EXTRACT TO READ section start

Moderna Cancels Kenya Vaccine Project Due to Familiar Economic Hurdles

Author/s
Bryan Mercurio
Think Global Health

n April 11, 2024, Moderna announced that it had paused a $200 million plan to build a vaccine production plant in Kenya. Given little demand for COVID vaccines in Africa, the plans are unlikely to be resurrected. 
 
This is a far cry from two years earlier, when the pharmaceutical and biotechnology company announced a $500 million investment in the Kenyan site to supply Africa with as many as 500 million doses per year of its mRNA vaccines. Although the initial plan was to start production in early 2023, the timeline and total investment was scaled back as demand for vaccines faded. In its cancellation announcement, Moderna stated that demand in Africa "is insufficient to support the viability of the factory planned in Kenya."  

It is difficult to argue against this logic. Moderna delivered only 3.1 million doses to Africa in 2023, and countries are now canceling future deliveries.

EXTRACT TO READ section end
RECORDED DATA section start

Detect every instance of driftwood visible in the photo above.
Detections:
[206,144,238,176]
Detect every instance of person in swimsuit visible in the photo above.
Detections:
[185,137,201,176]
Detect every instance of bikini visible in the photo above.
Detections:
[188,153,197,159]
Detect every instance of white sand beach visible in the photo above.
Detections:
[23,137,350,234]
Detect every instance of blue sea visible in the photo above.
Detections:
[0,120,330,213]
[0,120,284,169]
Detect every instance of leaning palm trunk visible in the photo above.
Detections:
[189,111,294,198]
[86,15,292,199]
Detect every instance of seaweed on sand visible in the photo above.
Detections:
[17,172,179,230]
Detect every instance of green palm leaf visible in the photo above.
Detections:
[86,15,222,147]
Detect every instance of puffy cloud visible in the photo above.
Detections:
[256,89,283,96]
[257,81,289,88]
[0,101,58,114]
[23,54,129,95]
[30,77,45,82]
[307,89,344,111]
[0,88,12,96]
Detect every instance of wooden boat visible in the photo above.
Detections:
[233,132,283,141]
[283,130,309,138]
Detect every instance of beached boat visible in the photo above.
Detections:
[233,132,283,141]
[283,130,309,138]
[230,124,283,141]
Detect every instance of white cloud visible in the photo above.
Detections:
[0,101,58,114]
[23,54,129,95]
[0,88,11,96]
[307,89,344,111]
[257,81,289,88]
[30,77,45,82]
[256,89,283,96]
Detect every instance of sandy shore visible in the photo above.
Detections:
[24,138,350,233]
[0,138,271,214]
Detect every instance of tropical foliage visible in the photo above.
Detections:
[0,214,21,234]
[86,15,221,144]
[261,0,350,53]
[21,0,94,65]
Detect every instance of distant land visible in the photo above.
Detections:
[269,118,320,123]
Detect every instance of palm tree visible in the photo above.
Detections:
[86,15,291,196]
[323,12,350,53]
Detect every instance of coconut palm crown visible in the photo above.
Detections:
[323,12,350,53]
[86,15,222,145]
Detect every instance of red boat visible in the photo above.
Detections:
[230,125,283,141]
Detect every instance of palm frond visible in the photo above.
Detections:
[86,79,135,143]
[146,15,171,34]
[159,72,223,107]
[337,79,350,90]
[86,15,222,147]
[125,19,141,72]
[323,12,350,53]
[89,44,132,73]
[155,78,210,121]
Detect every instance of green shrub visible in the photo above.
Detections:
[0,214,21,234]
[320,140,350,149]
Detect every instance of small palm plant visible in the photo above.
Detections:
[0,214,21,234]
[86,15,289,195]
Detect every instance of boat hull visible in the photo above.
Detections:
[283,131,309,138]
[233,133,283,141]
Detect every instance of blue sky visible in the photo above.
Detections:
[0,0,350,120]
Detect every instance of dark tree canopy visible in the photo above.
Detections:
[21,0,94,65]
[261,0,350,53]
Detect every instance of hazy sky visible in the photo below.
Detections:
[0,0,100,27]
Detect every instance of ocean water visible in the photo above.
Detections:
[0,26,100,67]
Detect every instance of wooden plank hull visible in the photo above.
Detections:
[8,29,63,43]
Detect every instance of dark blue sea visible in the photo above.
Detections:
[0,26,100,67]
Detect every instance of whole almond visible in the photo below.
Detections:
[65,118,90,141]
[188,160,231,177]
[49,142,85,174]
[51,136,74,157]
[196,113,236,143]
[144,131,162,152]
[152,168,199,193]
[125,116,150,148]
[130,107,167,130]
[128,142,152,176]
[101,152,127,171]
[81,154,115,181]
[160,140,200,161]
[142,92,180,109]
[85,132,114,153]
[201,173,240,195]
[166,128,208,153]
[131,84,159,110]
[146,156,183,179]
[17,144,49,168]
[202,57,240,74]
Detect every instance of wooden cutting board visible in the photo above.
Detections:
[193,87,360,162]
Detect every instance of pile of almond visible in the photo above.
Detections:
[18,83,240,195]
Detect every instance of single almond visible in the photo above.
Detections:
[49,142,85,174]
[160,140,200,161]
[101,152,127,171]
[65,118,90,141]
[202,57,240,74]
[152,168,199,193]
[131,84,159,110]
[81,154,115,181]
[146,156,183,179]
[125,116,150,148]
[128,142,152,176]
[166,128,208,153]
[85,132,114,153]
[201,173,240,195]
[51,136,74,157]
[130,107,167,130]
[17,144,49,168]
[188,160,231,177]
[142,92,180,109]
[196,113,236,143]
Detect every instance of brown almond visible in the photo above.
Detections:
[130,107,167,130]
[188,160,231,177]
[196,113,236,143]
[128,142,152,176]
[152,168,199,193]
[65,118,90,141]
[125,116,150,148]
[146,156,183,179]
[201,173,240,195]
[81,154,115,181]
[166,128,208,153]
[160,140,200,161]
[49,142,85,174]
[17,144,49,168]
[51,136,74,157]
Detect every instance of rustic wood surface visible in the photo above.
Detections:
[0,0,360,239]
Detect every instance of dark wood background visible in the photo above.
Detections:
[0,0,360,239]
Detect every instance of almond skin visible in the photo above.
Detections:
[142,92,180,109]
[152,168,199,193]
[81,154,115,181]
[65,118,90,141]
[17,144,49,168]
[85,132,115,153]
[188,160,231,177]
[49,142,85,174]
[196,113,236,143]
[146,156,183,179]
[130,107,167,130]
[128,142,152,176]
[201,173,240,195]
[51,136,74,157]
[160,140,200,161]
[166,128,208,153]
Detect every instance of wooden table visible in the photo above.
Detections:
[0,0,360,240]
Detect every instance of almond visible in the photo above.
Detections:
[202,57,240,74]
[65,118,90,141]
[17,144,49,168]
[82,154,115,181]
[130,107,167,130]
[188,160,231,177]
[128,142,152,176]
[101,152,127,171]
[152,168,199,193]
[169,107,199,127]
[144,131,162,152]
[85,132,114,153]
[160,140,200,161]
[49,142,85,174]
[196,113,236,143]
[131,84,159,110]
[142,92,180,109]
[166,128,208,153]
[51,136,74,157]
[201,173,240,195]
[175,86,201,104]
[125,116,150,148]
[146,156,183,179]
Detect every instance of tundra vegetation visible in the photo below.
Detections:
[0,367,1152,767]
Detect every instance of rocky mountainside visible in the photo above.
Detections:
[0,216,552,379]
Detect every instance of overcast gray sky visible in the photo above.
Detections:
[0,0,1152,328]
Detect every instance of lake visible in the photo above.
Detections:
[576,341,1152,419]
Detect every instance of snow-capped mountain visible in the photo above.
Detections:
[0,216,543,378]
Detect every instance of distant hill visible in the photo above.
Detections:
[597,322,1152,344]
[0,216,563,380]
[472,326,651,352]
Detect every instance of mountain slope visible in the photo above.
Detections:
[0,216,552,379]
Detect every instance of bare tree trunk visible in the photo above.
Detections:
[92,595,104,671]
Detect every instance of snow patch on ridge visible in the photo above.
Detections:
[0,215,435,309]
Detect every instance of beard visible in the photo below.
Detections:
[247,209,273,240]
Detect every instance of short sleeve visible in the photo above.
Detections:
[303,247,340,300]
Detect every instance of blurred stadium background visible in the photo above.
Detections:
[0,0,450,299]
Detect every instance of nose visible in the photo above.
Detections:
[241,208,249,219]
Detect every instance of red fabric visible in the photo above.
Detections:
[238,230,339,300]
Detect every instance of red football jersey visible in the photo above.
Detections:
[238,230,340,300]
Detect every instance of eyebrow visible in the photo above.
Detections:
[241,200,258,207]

RECORDED DATA section end
RECORDED DATA section start

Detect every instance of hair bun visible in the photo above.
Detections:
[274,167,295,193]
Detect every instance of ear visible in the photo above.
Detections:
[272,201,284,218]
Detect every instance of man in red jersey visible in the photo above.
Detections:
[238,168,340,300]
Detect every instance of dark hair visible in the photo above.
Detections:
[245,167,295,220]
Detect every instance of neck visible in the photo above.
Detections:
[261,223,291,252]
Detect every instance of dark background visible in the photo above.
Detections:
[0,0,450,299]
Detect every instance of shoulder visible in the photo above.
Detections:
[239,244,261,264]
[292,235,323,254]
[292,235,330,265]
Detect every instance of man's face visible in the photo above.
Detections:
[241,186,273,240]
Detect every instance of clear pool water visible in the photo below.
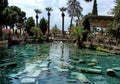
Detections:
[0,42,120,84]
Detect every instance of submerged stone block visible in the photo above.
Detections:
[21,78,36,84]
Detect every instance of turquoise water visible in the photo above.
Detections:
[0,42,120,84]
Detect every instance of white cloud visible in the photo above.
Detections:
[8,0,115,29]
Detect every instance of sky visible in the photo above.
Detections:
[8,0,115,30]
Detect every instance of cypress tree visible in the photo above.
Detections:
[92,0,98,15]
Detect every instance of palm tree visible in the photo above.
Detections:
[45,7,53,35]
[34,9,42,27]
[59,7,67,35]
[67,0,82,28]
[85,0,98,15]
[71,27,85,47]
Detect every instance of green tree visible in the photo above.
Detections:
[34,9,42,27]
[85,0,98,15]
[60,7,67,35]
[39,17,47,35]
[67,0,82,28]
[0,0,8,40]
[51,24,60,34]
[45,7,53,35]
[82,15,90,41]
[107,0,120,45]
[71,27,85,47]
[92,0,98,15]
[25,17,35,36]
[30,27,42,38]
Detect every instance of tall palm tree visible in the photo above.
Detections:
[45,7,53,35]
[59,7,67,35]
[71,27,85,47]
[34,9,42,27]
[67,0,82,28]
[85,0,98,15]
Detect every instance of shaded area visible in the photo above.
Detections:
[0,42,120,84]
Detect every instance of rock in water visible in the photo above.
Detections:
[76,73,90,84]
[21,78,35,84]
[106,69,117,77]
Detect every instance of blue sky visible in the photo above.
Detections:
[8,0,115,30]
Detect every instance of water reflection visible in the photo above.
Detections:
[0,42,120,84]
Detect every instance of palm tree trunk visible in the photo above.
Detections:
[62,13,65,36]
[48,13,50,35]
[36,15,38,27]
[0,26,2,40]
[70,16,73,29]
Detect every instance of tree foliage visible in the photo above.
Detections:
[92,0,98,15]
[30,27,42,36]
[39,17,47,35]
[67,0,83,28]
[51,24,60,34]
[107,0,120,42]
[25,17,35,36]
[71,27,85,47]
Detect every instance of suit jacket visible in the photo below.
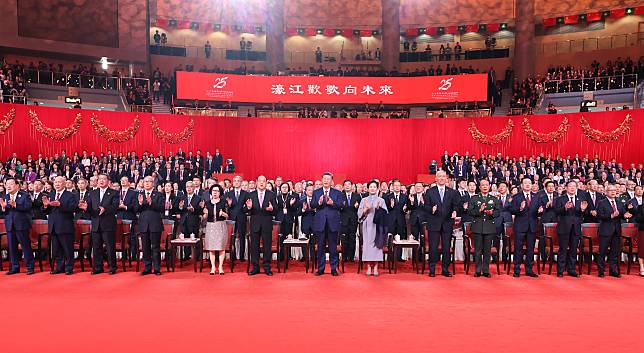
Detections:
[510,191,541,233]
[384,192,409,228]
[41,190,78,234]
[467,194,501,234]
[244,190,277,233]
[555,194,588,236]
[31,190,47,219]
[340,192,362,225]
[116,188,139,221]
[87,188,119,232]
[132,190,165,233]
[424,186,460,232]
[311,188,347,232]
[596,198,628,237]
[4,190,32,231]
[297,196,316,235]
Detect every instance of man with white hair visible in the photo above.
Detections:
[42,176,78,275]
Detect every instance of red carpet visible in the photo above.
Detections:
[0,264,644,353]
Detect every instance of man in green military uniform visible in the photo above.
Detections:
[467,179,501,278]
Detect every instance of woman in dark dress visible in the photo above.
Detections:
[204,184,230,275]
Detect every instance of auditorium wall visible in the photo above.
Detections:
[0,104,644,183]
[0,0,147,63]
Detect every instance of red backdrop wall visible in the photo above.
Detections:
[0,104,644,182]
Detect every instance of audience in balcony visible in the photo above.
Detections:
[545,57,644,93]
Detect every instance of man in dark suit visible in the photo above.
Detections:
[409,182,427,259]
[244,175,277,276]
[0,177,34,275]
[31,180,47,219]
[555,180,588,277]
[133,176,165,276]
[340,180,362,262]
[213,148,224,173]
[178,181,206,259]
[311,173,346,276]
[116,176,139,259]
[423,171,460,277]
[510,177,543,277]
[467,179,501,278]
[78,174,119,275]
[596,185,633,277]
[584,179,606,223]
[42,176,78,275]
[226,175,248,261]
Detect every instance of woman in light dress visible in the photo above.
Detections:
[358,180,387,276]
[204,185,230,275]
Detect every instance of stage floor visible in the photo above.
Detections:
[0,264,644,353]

RECORDED DATA section end

TASK DIRECTIONS>
In the Moderna Kenya article, retype word for word the part that begins with "It is difficult" and ends with "canceling future deliveries.".

RESULT OF THE TASK>
It is difficult to argue against this logic. Moderna delivered only 3.1 million doses to Africa in 2023, and countries are now canceling future deliveries.